# WHAT YOU ARE ASKED TO DO
Without changing anything, reproduce every record below.

# MATERIAL FOR THIS TASK
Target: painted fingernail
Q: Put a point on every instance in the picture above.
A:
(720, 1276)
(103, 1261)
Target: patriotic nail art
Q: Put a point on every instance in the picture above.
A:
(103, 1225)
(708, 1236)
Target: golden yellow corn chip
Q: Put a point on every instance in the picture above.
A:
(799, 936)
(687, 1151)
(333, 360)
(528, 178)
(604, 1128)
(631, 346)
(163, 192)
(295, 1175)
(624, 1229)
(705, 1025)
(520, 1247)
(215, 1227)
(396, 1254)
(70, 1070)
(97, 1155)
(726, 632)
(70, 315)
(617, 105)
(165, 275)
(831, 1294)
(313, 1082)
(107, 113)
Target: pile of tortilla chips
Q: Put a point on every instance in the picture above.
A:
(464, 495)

# ANSWER BOX
Target: painted fingernail
Q: Put a point on every instance in the picture above.
A:
(720, 1276)
(103, 1261)
Target: patriotic nail art
Q: Put a point on every instance in the picture above.
A:
(103, 1225)
(708, 1236)
Target: golden yellow corn chip
Q: Put a point on every instance in the picture above.
A:
(799, 936)
(687, 1151)
(333, 360)
(528, 178)
(604, 1128)
(631, 346)
(163, 192)
(295, 1175)
(624, 1229)
(705, 1025)
(520, 1247)
(215, 1227)
(396, 1254)
(70, 1070)
(97, 1155)
(726, 632)
(70, 315)
(617, 105)
(165, 275)
(831, 1294)
(313, 1082)
(107, 113)
Target: pile of tortilla chips
Q: Put a point on every instance in the picture above.
A:
(464, 495)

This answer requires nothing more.